*THE PROBLEM*.
One figure is the whole answer: the number of lines below that contain the word "spire".

[Opening DATA EXCERPTS section]

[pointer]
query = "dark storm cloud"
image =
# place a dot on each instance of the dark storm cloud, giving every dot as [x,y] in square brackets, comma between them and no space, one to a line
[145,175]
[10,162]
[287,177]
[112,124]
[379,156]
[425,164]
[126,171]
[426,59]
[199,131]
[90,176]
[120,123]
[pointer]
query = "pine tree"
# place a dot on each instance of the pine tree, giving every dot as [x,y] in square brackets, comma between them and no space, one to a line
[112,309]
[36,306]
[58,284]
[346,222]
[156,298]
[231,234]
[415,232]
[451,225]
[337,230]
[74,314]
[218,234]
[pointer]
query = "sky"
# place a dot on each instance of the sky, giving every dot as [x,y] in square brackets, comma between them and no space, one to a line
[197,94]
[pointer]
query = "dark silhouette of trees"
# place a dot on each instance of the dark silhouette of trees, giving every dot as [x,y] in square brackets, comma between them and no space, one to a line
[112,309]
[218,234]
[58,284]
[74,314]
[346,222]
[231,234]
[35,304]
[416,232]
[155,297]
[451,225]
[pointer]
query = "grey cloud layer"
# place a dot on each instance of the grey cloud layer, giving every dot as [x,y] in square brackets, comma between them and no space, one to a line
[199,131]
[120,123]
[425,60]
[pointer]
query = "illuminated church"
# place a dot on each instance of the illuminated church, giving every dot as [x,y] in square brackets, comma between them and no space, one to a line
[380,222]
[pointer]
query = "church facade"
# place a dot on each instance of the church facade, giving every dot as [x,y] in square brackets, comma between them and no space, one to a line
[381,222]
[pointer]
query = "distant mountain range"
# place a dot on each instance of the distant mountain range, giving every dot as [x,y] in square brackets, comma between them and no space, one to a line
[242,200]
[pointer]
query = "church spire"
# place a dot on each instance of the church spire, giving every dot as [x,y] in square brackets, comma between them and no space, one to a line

[Closing DATA EXCERPTS section]

*RESPONSE TO THE EXERCISE*.
2